# START OF EXCERPTED RECORDS

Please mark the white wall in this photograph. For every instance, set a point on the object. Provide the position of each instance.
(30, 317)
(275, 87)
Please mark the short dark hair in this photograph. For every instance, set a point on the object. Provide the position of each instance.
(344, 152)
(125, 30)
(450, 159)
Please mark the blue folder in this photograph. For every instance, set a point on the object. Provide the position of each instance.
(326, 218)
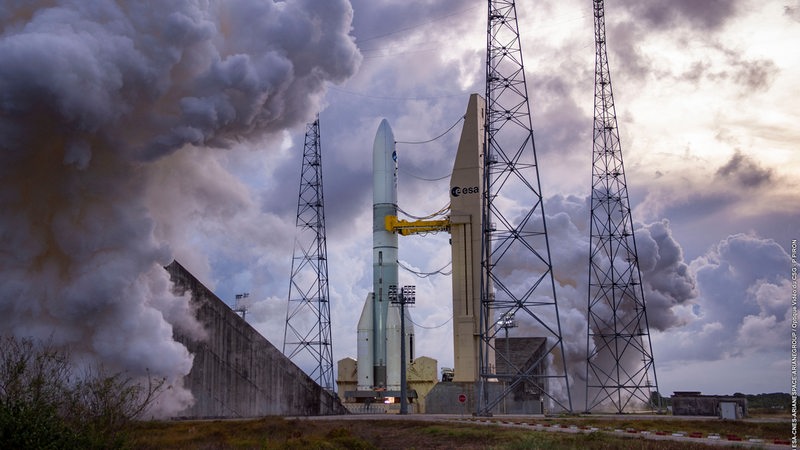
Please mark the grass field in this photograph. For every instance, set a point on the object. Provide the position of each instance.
(356, 433)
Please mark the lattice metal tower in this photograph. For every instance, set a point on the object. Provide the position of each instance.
(517, 274)
(307, 336)
(619, 365)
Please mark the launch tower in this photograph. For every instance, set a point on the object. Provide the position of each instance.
(517, 274)
(307, 336)
(619, 368)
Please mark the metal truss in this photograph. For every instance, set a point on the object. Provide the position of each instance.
(307, 336)
(517, 274)
(620, 372)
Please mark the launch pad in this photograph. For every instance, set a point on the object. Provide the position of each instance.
(376, 368)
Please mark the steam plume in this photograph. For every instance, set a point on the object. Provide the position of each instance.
(91, 94)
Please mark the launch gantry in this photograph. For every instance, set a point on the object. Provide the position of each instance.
(620, 372)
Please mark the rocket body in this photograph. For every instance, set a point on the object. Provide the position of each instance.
(384, 244)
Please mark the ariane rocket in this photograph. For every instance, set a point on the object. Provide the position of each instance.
(379, 326)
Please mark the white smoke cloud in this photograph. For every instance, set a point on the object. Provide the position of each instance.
(92, 97)
(740, 312)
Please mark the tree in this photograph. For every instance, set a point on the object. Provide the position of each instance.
(44, 404)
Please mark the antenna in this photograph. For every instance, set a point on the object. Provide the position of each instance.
(619, 353)
(514, 238)
(307, 336)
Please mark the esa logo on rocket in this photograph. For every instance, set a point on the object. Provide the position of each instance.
(457, 191)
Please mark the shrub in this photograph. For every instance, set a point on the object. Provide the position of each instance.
(43, 404)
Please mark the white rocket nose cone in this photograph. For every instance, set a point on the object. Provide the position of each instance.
(384, 165)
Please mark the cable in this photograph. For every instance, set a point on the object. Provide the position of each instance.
(423, 178)
(429, 328)
(441, 212)
(431, 140)
(427, 274)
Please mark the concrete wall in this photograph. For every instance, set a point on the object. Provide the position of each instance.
(703, 405)
(236, 371)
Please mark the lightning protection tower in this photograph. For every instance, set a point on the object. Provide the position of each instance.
(620, 373)
(307, 336)
(517, 274)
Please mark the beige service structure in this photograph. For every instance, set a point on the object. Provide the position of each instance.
(466, 191)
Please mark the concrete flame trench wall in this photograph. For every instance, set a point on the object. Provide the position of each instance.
(236, 371)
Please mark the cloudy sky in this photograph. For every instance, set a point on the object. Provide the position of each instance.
(178, 132)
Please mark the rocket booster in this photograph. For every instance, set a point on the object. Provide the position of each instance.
(379, 334)
(384, 243)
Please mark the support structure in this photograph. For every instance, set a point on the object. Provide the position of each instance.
(620, 372)
(517, 273)
(307, 336)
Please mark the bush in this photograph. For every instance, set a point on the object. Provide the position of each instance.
(43, 404)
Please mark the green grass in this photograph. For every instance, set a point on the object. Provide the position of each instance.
(278, 433)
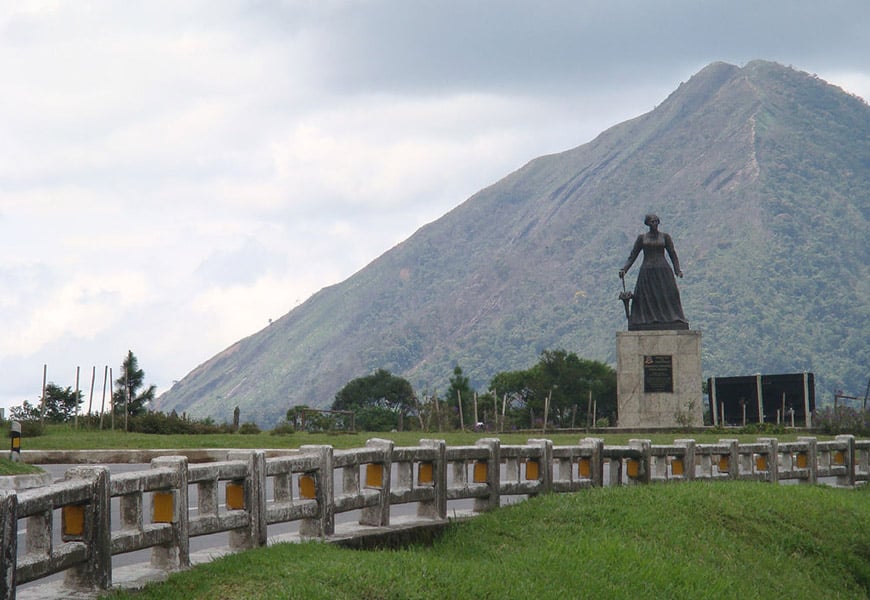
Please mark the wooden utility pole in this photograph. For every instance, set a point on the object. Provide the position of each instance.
(103, 406)
(76, 400)
(44, 377)
(91, 397)
(112, 396)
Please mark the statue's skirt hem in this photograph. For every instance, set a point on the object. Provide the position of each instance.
(658, 326)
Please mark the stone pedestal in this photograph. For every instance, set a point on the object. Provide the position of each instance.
(658, 378)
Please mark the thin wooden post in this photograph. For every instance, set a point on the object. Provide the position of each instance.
(91, 396)
(112, 397)
(76, 400)
(44, 377)
(103, 405)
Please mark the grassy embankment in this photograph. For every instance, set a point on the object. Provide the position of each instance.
(698, 540)
(8, 467)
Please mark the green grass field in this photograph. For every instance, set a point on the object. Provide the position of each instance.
(700, 540)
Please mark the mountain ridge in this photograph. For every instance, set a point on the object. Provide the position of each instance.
(753, 170)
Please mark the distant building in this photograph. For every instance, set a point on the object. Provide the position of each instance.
(783, 399)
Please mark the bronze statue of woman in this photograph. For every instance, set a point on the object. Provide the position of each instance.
(655, 303)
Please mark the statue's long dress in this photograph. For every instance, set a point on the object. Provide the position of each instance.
(656, 302)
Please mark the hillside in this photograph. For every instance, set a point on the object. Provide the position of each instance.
(762, 176)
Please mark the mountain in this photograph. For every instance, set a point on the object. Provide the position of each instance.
(761, 174)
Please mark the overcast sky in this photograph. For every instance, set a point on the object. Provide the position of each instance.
(175, 174)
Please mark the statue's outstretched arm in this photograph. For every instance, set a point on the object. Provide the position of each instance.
(638, 246)
(669, 247)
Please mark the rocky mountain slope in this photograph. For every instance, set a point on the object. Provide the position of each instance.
(762, 176)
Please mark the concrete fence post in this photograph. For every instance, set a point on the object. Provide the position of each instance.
(688, 458)
(379, 515)
(848, 461)
(644, 472)
(812, 459)
(596, 461)
(493, 476)
(8, 543)
(733, 457)
(436, 508)
(175, 555)
(96, 573)
(324, 524)
(545, 469)
(772, 458)
(255, 500)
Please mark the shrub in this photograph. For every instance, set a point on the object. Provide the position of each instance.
(283, 428)
(249, 429)
(32, 428)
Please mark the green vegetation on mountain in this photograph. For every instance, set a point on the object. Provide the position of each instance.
(762, 176)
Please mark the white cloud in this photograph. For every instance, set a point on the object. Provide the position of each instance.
(173, 175)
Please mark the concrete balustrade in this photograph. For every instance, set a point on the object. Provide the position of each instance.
(232, 492)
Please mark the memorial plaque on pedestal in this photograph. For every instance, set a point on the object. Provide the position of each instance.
(658, 378)
(658, 374)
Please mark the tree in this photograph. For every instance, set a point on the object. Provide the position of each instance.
(61, 403)
(127, 387)
(460, 389)
(380, 400)
(60, 406)
(567, 381)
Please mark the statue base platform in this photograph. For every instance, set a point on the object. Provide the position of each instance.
(658, 378)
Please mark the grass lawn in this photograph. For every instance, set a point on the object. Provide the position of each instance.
(698, 540)
(8, 467)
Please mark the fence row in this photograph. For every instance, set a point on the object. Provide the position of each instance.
(310, 486)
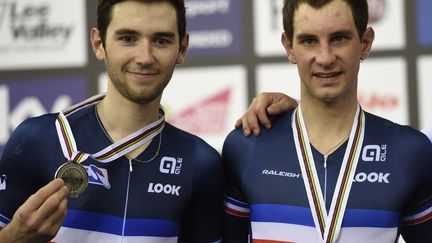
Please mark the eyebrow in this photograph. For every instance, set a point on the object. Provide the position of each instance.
(336, 33)
(125, 31)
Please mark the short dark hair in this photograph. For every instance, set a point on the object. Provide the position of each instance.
(359, 10)
(104, 10)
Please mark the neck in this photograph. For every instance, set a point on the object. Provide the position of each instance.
(328, 124)
(122, 117)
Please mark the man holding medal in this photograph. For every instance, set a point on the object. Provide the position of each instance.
(124, 174)
(328, 171)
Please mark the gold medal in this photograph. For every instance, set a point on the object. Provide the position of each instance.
(74, 176)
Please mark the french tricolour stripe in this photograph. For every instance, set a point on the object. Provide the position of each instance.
(236, 207)
(70, 235)
(282, 223)
(87, 225)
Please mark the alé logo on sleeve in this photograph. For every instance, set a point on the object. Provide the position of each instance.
(170, 165)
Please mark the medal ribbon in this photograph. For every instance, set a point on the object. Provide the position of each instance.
(328, 226)
(112, 152)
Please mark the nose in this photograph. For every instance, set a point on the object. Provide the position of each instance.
(326, 56)
(144, 54)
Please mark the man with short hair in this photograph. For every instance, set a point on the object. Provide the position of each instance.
(328, 171)
(147, 180)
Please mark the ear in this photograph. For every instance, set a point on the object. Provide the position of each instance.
(367, 40)
(286, 43)
(184, 44)
(97, 44)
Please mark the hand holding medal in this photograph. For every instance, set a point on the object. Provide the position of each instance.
(75, 178)
(73, 174)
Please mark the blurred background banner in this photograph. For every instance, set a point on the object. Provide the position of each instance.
(46, 62)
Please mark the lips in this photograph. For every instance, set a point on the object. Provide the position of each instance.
(327, 74)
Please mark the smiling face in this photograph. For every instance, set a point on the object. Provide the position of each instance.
(327, 50)
(141, 49)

# END OF EXCERPTED RECORDS

# TASK GOAL
Starting with the line that contains "Please mark the french", return each line through the last one of the data above, exactly as written and nothing more.

# RESPONSE TO THIS TASK
Please mark the french tricolour stripe in this photograph. For every instance, set a point on the object. Provide the position of each instance.
(236, 207)
(70, 235)
(282, 223)
(87, 225)
Please mark the alé logo on sleeve in this photograph. For every instance, set a point on the object. Provide the position of each instance.
(170, 165)
Please mark the medal ribbon in this photograph. For every instance, set a point on the object. Provide the position of each instance.
(328, 226)
(112, 152)
Please mark the nose in this photograph. For every instance, set a point on the object. Provide the position of each instance.
(326, 56)
(144, 54)
Please mark the man with short hair in this photograph. For every instance, set a point on the object. Provide the position of each instance.
(328, 171)
(147, 180)
Please mark the ear in this photograph. For every instance, set a point on the object. Provide the position of each instance.
(367, 40)
(286, 43)
(184, 44)
(97, 44)
Please mark the hand holding medal in this photograph. For every instance, set a point on the object. Provide the position of each instance.
(75, 178)
(73, 174)
Please mark the blurred background banner in this photograph. For every instance, set a point on the object. Provide the position of each instance.
(46, 62)
Please mark the lips in this photograph. For every instance, set a point on the object. Provide the position of each instance.
(327, 74)
Please mark the smiling face in this photograph. For every instance, set a point on the object. Provide the position of each instance.
(327, 50)
(141, 49)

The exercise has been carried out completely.